A
cierta edad y
con una larga y enjundiosa experiencia de lecturas poéticas, uno se
asombra de muchos poetas (el autor de este artículo se incluye en ellos
sin retrotrae
su mirada al pasado), que escriben con un lenguaje heredado del pasado
literario.
Pensar que
hay poetas y escritores que han sido galardonados con premios capitales y lo
que han dicho en sus obras no nos cause la menor emoción, puesto que ya lo han
dicho otros autores generaciones atrás, es como para repetir la frase de
Mariano José de Larra pero extendiéndola a todo el mapa de habla castellana.
En efecto,
leer poesía o prosa próxima al poema y no hallar un esfuerzo por desmarcar el
lenguaje de lo previsible, de lo que se escribe con automatismo, es llorar.
Creer que lo que decimos es muy importante porque nos lo parece a nosotros sin
que haya un atisbo de respeto a la función poética, es doloroso, literariamente
hablando, porque la poesía es algo más que comunicar ideas y sentimientos; la
poesía es arte de la palabra ante todo.
Es moneda
de curso legal que se ignore a los que han luchado por conseguir un texto poético
desvinculado de adjetivos desgastados y tópicos grises ya. Si los que ignoran
ese reto de autosuperación han logrado premios literarios suculentos, ¿para qué
esforzarse en extraer de las minas del sistema de la lengua nuevos filones
estilísticos? Ellos y ellas tienen la crítica literaria a sus pies. El esfuerzo
queda relegado a los que necesitan ser reconocidos en los premios de ancho
velamen, los injustamente arrinconados a la penumbra de la indiferencia. La
injusticia literaria ha estado siempre presente en un país como el nuestro
donde no hay demanda de lectores de poesía ni de obras que consideramos de
intenciones creadoras más allá de la narrativa al uso.
Escribir
poesía con visos de creatividad y dentro de las exigencias de un ritmo flexible
pero con la mirada puesta en la
tradición, es llorar. Hay una política de consagrados que no trasponen unas
líneas de medianía —no mediocridad— y en esa frontera se adormecen con libros
idénticos y sin respiro de nuevos horizontes.
Son pocos
los que, como quería el formalista ruso Vixtor Shklovski, escriben un texto que
sorprenda, que indague en nuevas formas de expresión poética sin caer en
surrealismo trasnochado como balanceándose para colmo de seudogenialidad en un versolibrismo que se expone como el
descubrimiento del Mediterráneo.
¿Cuánto
saldrá una nueva generación de poetas que ponga la tradición literaria al día
pero sin deudas de imágenes con el pasado?

CONSIGNA 1: Duplica el tramo del texto sobre la poesía que va desde "Creer que lo" hasta "palabra ante todo.".
CONSIGNA 2: Decide si cada afirmación concuerda con el texto sobre la poesía y responde sí o no, citando literalmente las palabras del texto que lo deciden. (a) La poesía es, ante todo, arte de la palabra. (b) En el país hay una gran demanda de lectores de poesía. (c) Los consagrados no traspasan unas líneas de mediocridad.
El listado no hace falta para resolver nada.

MATERIAL PROPORCIONADO:
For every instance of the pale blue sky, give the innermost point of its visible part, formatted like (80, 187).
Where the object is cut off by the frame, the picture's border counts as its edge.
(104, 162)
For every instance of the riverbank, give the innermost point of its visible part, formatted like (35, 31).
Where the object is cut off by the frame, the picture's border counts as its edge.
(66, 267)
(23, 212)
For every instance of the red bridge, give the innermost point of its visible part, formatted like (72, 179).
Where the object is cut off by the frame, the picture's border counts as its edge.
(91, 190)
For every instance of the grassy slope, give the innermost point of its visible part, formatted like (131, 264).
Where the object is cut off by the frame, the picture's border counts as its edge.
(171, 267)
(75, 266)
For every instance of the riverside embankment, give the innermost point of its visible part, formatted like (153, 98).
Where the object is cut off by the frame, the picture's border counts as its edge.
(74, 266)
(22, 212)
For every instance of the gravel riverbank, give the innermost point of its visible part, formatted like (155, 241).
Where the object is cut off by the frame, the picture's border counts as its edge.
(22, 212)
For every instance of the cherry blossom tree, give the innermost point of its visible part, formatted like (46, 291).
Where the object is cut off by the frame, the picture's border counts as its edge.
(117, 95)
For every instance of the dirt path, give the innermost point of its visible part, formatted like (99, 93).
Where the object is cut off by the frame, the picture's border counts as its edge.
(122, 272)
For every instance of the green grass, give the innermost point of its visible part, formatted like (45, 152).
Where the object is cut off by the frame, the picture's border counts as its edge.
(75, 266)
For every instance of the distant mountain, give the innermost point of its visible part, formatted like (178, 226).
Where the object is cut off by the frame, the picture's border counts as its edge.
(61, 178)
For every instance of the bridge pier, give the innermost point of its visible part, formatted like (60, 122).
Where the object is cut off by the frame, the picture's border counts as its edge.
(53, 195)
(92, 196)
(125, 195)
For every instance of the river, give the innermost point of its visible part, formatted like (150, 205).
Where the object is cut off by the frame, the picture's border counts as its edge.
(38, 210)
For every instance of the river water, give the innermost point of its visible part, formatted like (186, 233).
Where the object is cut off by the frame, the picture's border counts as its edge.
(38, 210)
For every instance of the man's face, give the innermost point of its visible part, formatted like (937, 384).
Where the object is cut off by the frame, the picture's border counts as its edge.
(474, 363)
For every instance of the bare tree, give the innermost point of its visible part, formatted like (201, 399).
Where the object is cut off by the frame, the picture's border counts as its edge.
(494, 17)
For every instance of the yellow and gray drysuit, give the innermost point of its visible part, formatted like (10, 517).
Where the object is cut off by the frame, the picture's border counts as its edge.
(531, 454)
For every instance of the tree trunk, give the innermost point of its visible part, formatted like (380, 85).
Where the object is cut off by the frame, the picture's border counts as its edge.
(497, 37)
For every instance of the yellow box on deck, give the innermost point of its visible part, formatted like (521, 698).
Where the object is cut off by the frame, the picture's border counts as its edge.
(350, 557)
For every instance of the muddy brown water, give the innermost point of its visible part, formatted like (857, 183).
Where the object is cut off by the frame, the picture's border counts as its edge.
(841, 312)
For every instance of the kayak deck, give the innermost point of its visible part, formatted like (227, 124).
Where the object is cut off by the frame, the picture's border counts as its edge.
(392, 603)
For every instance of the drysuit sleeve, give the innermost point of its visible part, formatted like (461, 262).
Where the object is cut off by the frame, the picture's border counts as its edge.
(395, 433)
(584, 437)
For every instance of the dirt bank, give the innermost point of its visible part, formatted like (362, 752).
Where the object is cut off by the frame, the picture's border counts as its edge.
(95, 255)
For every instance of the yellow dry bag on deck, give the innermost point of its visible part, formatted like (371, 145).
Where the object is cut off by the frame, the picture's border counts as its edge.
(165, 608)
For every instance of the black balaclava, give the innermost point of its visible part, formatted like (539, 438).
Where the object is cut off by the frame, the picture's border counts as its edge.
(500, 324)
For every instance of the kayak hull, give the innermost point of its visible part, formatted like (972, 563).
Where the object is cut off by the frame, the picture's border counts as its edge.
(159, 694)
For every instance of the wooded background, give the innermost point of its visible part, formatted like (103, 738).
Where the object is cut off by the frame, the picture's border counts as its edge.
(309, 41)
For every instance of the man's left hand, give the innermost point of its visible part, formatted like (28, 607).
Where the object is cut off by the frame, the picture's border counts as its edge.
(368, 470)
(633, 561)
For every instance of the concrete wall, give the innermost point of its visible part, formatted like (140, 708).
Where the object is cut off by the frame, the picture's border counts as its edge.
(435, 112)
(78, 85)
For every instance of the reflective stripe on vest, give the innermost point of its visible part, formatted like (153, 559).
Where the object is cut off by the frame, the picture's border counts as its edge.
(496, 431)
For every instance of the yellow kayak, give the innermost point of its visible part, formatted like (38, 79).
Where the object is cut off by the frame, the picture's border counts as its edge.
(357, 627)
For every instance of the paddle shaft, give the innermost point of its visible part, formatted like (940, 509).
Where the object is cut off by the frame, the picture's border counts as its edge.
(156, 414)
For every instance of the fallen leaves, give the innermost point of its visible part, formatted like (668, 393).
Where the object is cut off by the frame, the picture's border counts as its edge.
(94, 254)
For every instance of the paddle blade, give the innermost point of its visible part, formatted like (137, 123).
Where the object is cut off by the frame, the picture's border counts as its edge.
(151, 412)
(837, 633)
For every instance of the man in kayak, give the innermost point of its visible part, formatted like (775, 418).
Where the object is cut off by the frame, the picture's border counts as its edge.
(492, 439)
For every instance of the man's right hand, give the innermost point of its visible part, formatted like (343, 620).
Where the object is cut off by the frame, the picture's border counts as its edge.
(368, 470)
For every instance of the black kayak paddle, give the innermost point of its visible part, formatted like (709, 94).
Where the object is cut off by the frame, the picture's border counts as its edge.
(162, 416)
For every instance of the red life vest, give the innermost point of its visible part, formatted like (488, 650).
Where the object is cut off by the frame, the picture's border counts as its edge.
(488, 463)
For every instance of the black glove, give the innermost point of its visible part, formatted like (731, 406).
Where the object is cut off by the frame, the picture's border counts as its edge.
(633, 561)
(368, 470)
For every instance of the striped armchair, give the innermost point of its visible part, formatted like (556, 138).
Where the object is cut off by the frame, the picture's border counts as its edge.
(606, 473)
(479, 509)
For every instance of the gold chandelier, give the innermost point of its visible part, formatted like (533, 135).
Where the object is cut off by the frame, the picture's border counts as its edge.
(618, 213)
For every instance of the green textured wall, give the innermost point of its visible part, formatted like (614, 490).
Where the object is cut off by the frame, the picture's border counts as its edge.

RESPUESTA 1:
Creer que lo que decimos es muy importante porque nos lo parece a nosotros sin
que haya un atisbo de respeto a la función poética, es doloroso, literariamente
hablando, porque la poesía es algo más que comunicar ideas y sentimientos; la
poesía es arte de la palabra ante todo.

RESPUESTA 2:
(a) Sí: "la poesía es arte de la palabra ante todo."
(b) No: "donde no hay demanda de lectores de poesía"
(c) No: "líneas de medianía —no mediocridad—"